TASK PROMPT — What you return should match every record exactly, with the images removed.

[Location annotation dataset excerpts]
----

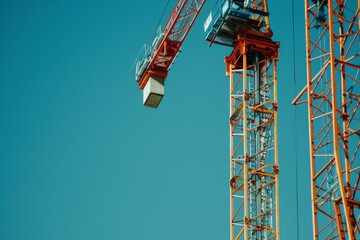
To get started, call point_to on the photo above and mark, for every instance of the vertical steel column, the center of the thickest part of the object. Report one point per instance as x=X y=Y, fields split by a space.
x=254 y=208
x=333 y=98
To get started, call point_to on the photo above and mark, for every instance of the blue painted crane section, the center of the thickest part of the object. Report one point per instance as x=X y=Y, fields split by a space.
x=225 y=21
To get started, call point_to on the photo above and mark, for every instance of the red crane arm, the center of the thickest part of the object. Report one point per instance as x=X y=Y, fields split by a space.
x=174 y=33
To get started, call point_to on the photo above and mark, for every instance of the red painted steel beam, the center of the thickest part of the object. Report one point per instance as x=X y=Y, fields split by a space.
x=175 y=31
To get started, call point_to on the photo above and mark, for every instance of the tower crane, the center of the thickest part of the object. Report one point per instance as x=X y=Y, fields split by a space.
x=243 y=26
x=332 y=95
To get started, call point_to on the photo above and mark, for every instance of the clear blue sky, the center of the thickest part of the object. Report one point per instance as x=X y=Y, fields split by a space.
x=81 y=158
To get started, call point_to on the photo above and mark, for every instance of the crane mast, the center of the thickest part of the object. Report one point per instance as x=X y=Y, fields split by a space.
x=333 y=101
x=252 y=71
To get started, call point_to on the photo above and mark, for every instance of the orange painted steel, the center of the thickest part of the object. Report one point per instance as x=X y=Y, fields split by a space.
x=175 y=31
x=332 y=95
x=254 y=167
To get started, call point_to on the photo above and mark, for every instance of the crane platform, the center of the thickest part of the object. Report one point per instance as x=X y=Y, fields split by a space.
x=228 y=18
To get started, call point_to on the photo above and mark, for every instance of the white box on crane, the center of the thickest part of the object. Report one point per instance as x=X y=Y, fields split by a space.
x=153 y=91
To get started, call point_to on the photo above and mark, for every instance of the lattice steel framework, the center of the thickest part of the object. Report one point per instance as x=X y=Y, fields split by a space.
x=332 y=94
x=254 y=204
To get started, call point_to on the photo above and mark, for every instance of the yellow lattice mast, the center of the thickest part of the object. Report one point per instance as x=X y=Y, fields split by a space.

----

EXERCISE RESPONSE —
To get started, call point_to on the photo above and mark, for every instance of the vertical steel column, the center of the thickest part of the object. Report one point per instance as x=X y=Y, fields split by a space.
x=254 y=208
x=333 y=98
To get started, call point_to on the photo above and mark, for every instance of the blue painted crane section, the center of the thickest part of the object. Report one point per instance as x=X y=Y, fields split by a space.
x=225 y=21
To get started, call point_to on the photo above and mark, for every instance of the red crane arm, the center of the thickest part of the object. Report one point per instance as x=X y=Y, fields split by a space.
x=174 y=33
To get started, call point_to on the photo above and mark, for every instance of the red painted steel beam, the center of the thickest part of the object. Report one point per instance as x=X y=Y, fields split by a space.
x=175 y=31
To get started, call point_to on the photo above and mark, for every instance of the tower crane, the center of the thickest part of the object. Report one point per instance as x=X y=Y, fields split by a space.
x=243 y=26
x=332 y=95
To get started, call point_to on the photo above and mark, for every instance of the clear blue sky, the center of the thickest part of the object. Report one point per instance as x=X y=Y, fields split by a space.
x=81 y=158
To get started, call point_to on the photo above and mark, for every instance of the crane mast, the center of the thickest part of the object. Report one point per instance as x=X y=Y, fields split by a space.
x=333 y=101
x=252 y=71
To get started, call point_to on the photo above and mark, for every instance of the orange painted steel, the center of the thickest part of the object. Report one point per instance as x=X y=Y, fields split by a space.
x=175 y=31
x=332 y=95
x=254 y=167
To get started, call point_to on the photo above and mark, for every instance of the crane platform, the center of the thickest part of the object. Report one point per instance as x=X y=Y, fields split by a space.
x=228 y=18
To get started, call point_to on the photo above and mark, for every instance of the white box on crane, the center of the thickest part of the object. Report one point per instance as x=X y=Y, fields split by a space.
x=153 y=91
To get started, call point_to on the photo above and mark, for every instance of the lattice steel framework, the center of the thickest part of the object. Report one point per instance as x=X y=Y, fields split by a space.
x=332 y=94
x=254 y=204
To get started, call point_to on the photo above and mark, for every instance of the yellow lattice mast, the center of the thickest part of the object. Report one point per instance as x=X y=Y, fields split by a space.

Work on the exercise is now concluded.